### Written exercise
Look below for the line with "Where can the butterfly eye". Extract that line and each one after it through the last, word for word.

#### Data for this exercise

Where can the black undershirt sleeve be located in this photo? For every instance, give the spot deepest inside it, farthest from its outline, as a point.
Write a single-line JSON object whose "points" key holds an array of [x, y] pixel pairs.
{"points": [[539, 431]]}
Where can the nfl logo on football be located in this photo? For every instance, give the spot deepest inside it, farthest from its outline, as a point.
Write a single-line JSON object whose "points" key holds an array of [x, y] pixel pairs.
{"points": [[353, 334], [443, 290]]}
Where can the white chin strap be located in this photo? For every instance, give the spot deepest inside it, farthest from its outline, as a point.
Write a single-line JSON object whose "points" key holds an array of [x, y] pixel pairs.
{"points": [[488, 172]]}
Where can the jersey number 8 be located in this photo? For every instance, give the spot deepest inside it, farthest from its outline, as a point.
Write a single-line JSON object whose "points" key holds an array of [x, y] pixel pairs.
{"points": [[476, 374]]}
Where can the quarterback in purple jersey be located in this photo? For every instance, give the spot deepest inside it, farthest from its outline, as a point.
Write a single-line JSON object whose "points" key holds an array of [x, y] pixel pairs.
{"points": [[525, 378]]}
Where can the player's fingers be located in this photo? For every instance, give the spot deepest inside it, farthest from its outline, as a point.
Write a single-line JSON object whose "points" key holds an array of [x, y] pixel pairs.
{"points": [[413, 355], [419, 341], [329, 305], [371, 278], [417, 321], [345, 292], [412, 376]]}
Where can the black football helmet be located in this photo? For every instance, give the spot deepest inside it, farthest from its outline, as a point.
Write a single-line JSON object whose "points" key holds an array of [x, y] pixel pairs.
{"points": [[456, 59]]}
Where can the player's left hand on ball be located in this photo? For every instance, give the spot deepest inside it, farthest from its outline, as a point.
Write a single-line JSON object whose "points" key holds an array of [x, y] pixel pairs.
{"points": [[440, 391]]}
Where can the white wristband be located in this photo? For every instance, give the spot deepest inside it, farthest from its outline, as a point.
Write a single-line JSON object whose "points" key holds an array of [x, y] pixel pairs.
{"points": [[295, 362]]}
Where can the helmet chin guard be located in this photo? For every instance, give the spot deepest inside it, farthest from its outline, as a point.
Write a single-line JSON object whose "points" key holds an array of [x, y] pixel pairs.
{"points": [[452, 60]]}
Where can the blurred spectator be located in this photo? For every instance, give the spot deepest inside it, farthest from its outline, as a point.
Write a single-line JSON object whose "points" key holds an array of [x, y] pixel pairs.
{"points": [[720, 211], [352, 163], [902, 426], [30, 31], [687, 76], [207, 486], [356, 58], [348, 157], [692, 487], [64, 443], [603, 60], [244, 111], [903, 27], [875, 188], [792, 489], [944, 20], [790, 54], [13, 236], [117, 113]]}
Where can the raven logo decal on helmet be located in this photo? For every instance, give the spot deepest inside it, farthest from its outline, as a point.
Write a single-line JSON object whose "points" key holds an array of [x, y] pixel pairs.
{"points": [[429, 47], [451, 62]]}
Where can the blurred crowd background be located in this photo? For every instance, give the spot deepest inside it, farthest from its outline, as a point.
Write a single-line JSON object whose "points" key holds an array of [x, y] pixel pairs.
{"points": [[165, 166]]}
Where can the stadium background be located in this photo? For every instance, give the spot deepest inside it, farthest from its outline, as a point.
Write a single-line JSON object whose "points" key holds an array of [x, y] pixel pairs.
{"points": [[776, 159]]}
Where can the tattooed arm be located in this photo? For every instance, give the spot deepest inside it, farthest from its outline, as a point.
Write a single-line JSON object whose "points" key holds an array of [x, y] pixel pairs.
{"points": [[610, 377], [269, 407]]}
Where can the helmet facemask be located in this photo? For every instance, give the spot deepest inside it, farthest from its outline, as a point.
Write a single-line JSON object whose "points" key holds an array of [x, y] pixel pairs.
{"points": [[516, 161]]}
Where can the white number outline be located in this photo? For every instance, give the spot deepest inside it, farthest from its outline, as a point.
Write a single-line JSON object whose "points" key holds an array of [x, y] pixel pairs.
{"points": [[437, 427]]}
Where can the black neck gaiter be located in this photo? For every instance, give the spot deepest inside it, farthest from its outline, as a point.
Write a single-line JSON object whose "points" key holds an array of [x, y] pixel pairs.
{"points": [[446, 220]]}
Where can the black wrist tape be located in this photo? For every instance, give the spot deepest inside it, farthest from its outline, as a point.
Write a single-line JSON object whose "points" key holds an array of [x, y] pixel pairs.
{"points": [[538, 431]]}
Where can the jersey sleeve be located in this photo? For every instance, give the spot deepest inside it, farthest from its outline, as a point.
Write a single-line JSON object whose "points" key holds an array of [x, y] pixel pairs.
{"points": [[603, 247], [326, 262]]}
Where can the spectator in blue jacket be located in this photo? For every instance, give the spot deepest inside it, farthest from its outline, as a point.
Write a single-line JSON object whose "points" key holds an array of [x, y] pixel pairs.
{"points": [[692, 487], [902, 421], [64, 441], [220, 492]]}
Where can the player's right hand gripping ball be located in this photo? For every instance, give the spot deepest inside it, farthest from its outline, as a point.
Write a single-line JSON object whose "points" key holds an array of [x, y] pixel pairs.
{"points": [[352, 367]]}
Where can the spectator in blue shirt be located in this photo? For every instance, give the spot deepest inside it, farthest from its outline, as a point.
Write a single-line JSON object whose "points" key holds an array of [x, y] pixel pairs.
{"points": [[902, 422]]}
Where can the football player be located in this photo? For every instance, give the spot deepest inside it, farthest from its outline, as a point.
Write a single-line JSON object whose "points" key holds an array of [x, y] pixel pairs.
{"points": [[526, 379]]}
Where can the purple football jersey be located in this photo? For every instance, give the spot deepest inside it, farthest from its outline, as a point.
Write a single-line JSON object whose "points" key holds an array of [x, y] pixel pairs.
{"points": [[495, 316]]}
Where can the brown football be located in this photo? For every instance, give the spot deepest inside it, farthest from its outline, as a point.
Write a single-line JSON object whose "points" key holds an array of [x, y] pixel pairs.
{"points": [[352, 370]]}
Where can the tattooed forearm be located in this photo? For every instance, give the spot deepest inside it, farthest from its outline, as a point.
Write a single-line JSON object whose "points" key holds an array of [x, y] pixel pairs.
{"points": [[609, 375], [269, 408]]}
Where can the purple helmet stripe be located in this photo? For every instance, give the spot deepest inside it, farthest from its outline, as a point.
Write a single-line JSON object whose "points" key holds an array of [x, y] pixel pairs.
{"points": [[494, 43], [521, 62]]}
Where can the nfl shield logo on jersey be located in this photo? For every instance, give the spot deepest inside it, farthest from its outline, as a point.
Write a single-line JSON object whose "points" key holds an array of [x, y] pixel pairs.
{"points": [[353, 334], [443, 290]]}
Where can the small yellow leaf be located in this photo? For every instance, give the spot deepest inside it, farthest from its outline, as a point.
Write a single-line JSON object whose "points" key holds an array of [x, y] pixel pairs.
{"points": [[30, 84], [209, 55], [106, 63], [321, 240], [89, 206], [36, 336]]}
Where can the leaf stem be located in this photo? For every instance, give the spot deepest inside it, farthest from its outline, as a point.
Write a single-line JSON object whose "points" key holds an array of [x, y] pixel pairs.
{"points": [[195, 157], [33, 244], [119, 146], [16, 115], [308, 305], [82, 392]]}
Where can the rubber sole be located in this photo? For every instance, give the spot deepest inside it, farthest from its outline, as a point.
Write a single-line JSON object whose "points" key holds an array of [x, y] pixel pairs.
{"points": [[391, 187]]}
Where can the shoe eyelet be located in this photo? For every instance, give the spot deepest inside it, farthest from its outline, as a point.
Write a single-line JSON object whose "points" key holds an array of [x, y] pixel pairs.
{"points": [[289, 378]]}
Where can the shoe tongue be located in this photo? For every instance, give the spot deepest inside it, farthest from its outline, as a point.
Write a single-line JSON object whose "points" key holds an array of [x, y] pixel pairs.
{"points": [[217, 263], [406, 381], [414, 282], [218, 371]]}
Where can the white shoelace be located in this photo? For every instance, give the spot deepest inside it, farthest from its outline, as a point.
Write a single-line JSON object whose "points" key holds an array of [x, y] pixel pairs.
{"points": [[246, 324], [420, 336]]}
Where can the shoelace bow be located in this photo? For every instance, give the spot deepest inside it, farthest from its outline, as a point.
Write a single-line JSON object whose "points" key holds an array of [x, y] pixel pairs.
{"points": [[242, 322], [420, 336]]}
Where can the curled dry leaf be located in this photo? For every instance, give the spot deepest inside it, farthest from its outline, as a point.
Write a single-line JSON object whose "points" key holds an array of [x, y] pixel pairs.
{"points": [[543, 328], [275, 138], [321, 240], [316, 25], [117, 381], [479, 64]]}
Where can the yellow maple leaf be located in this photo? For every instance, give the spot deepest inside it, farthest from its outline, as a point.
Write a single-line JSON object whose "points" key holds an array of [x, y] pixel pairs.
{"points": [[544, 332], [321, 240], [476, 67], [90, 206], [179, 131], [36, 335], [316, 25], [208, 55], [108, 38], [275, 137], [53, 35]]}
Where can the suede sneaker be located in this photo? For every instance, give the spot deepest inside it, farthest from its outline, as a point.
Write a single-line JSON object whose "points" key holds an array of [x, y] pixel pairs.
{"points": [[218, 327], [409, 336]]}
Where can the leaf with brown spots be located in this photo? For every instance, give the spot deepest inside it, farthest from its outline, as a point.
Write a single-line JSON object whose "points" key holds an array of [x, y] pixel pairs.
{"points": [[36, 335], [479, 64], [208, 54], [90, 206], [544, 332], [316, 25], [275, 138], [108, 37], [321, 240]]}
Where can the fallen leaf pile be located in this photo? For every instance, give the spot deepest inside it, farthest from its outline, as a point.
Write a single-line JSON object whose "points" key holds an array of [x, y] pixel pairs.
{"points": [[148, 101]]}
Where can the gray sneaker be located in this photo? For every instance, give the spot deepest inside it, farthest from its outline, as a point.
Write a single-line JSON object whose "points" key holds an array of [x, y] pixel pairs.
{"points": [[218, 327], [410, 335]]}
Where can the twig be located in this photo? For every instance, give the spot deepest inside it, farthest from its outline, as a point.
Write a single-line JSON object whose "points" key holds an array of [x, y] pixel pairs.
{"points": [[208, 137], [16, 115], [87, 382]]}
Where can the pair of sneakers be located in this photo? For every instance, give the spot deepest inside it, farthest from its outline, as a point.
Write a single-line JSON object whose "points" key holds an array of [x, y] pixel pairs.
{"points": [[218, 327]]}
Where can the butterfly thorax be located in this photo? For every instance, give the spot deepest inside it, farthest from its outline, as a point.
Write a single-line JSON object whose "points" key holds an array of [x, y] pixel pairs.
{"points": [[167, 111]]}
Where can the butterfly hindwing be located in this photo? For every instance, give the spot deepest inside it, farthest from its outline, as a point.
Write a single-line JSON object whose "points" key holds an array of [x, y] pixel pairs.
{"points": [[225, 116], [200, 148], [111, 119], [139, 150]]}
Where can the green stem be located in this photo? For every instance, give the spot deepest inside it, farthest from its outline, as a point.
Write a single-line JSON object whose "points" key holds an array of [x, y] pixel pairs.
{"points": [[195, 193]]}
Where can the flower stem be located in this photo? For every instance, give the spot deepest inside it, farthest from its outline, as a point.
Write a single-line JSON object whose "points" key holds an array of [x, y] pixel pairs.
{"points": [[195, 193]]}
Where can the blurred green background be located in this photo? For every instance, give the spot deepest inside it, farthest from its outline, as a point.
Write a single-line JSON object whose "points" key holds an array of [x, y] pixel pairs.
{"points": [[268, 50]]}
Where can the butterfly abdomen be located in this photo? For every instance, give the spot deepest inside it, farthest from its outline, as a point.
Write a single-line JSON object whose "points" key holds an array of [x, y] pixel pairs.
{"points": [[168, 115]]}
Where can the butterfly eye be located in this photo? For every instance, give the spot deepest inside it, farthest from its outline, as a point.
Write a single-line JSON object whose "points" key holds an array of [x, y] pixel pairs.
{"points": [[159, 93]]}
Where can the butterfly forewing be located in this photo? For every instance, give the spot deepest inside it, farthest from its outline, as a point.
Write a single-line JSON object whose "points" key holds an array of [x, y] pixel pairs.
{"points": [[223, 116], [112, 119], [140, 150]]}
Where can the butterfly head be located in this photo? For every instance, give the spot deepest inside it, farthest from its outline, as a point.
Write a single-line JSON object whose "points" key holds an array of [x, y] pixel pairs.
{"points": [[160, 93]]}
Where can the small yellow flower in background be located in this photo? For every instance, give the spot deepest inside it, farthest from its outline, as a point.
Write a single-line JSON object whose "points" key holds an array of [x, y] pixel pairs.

########

### Task output
Where can the butterfly eye be located in this photo? For every instance, give the spot deepest inside it, farthest from its outline, as a point.
Write a single-line JSON object whose "points" key holds an array of [x, y] pixel pairs.
{"points": [[159, 93]]}
Where can the butterfly forewing be located in this photo? For every instance, give the spot deepest inside it, farthest from its outline, as a point.
Write a single-line JSON object whose "points" key holds an array of [x, y] pixel pairs.
{"points": [[223, 116], [112, 119], [140, 150]]}
Where can the butterfly head be located in this photo? For every instance, give the spot deepest inside it, farthest from its outline, as a point.
Write a single-line JSON object whose "points" key holds an array of [x, y] pixel pairs.
{"points": [[160, 93]]}
Where can the small yellow flower in background be located in this photo? For every instance, give the spot deepest inside it, farthest from its outline, as a point.
Write a single-line JSON object whose "points" key holds an array of [x, y] pixel pairs.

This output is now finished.